## EXTRACT TO READ

_ _ _ _

My career at UnityPoint Health has involved navigating complex challenges across both ambulatory and inpatient environments. I have led numerous Epic implementations and optimizations, ranging from high-level digital transformations to deep clinical rollouts. In the ambulatory space, I managed projects to digitize the patient experience by standing up systems for self-scheduling, pre-visit paperwork, and digital check-in.

My inpatient experience is equally broad, covering a variety of clinical workflows and system enhancements. As one example, I led an Epic Anesthesia rollout that required deploying middleware and updated software to move providers from paper-based records to fully electronic intraoperative documentation. Throughout my tenure, I have managed high-stakes regulatory projects and built process frameworks that teams continue to use long after a project closes. The common thread is pattern recognition — understanding how a change in one area ripples through the rest of the system, and designing for that from the start.

Through that work, I discovered that I was most energized when I could see the whole picture — the people, the tools, the workflows — and then build the connective tissue between them. That realization shaped everything that followed. Today, my day-to-day work lives inside Microsoft 365. I build collaborative SharePoint sites that give teams a place to actually work together, not just store things. I design Microsoft Lists that make ownership visible and build out Microsoft Teams environments that bring structure to how teams communicate. I use Power Automate to connect the gaps between tools that were never designed to talk to each other. I also create documentation that actually gets used, including process guides, how-to resources, and governance frameworks teams can pick up and run with.

_ _ _ _

## PROBLEM TO SOLVE
Proceed with the career narrative above, writing on from its last sentence.

(Stored data)
_ _ _ _

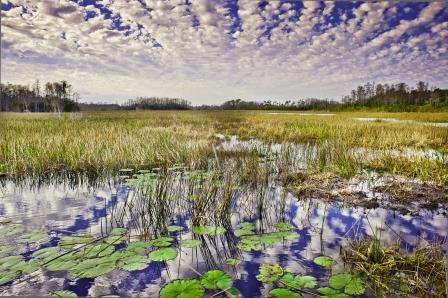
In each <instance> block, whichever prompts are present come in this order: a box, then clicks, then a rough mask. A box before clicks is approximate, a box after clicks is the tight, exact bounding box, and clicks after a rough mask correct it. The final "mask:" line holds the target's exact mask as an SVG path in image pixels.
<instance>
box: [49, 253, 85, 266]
mask: <svg viewBox="0 0 448 298" xmlns="http://www.w3.org/2000/svg"><path fill="white" fill-rule="evenodd" d="M49 259H50V260H48V261H46V264H45V265H44V267H45V268H47V269H48V270H50V271H65V270H71V269H72V268H73V267H75V266H76V265H77V264H78V262H79V254H77V253H76V252H71V253H68V254H63V255H60V256H59V257H57V258H56V257H55V256H53V257H49Z"/></svg>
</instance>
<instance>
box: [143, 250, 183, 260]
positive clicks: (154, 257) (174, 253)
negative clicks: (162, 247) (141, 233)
mask: <svg viewBox="0 0 448 298" xmlns="http://www.w3.org/2000/svg"><path fill="white" fill-rule="evenodd" d="M176 257H177V250H175V249H174V248H172V247H164V248H159V249H157V250H154V251H152V252H150V253H149V258H150V259H151V260H153V261H169V260H173V259H175V258H176Z"/></svg>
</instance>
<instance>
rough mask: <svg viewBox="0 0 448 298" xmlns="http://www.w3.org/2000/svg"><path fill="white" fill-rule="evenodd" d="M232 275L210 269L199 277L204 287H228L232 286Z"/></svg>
mask: <svg viewBox="0 0 448 298" xmlns="http://www.w3.org/2000/svg"><path fill="white" fill-rule="evenodd" d="M232 282H233V281H232V277H230V275H228V274H227V273H225V272H224V271H221V270H210V271H207V272H206V273H204V275H202V277H201V284H202V285H203V286H204V288H206V289H222V290H225V289H229V288H231V287H232Z"/></svg>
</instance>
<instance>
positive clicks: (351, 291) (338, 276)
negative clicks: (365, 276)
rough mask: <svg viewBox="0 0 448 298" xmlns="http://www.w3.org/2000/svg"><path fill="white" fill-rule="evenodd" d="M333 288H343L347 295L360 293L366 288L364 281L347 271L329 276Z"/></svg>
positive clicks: (361, 292)
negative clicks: (349, 272) (343, 288)
mask: <svg viewBox="0 0 448 298" xmlns="http://www.w3.org/2000/svg"><path fill="white" fill-rule="evenodd" d="M328 283H329V284H330V287H332V288H333V289H337V290H340V289H343V288H344V292H345V293H346V294H349V295H361V294H362V293H364V291H365V290H366V287H365V283H364V281H363V280H362V279H361V278H360V277H358V276H354V275H352V274H349V273H340V274H336V275H333V276H331V277H330V279H329V280H328Z"/></svg>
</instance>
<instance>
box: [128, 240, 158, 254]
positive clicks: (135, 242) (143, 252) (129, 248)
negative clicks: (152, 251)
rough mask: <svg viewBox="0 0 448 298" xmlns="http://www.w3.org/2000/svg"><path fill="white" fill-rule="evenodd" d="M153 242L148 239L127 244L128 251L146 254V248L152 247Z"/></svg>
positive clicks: (135, 252)
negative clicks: (151, 241) (148, 239)
mask: <svg viewBox="0 0 448 298" xmlns="http://www.w3.org/2000/svg"><path fill="white" fill-rule="evenodd" d="M151 246H152V245H151V242H148V241H135V242H131V243H129V244H128V246H126V251H129V252H134V253H136V254H144V253H145V252H146V249H147V248H149V247H151Z"/></svg>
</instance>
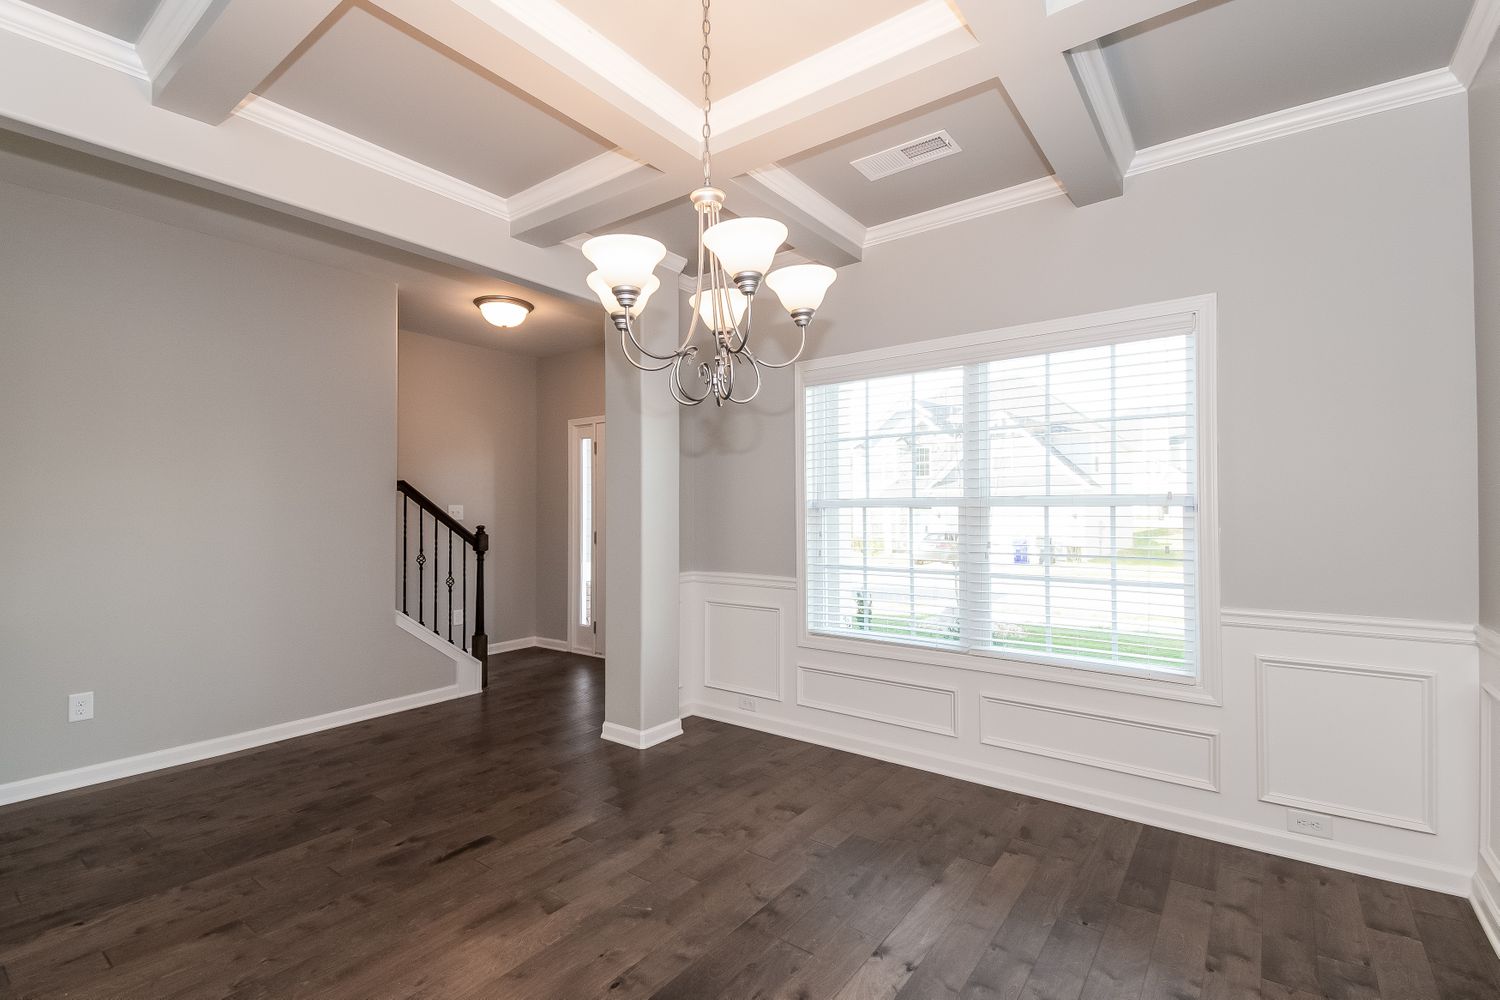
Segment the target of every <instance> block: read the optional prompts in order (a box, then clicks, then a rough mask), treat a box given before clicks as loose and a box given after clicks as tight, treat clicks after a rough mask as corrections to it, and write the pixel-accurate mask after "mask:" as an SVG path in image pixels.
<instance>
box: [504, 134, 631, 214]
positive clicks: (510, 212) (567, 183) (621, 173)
mask: <svg viewBox="0 0 1500 1000" xmlns="http://www.w3.org/2000/svg"><path fill="white" fill-rule="evenodd" d="M642 166H646V163H642V162H640V160H637V159H636V157H633V156H628V154H627V153H624V151H621V150H606V151H604V153H600V154H598V156H594V157H589V159H586V160H583V162H582V163H577V165H574V166H568V168H567V169H564V171H561V172H558V174H553V175H552V177H546V178H543V180H540V181H537V183H535V184H532V186H531V187H526V189H525V190H519V192H516V193H514V195H511V196H508V198H505V207H507V210H508V211H510V216H511V217H513V219H519V217H520V216H525V214H529V213H532V211H540V210H543V208H547V207H549V205H555V204H558V202H561V201H567V199H570V198H576V196H579V195H582V193H583V192H586V190H592V189H594V187H598V186H600V184H607V183H609V181H612V180H619V178H621V177H624V175H625V174H630V172H631V171H636V169H639V168H642Z"/></svg>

_ _ _ _

## ANSWER FOR THE TASK
Beyond my primary role, I am an active PMI member and former volunteer director for the PMI Central Iowa Chapter. I also had the privilege of helping co-build PMI Infinity, an AI-powered assistant designed for project professionals. It remains one of the more interesting intersections of governance and emerging technology I have worked on. My approach is simple: governance should enable building, not slow it down.

The Lab

Outside of work, I experiment. I run a home lab on a mini PC running Ubuntu and Docker with a growing stack of self-hosted services and occasionally a container that refuses to behave. My setup includes Home Assistant for local automation and local LLMs using Ollama to better understand how these models actually work. I also build automation flows in n8n. I self-host because knowing how infrastructure fails is the most honest way to understand it. In a world where everyone has access to the same AI tools, the differentiator is not the tool — it is the ability to see how the pieces fit together and build systems around them that actually solve problems.

PMPMaker.com is where those experiments get documented. I share the wins, the mistakes, and the lessons that eventually make their way back into my professional work. The habit of documenting things clearly at work and the habit of publishing things publicly here are not that different. Both exist to make knowledge useful beyond the moment it was created.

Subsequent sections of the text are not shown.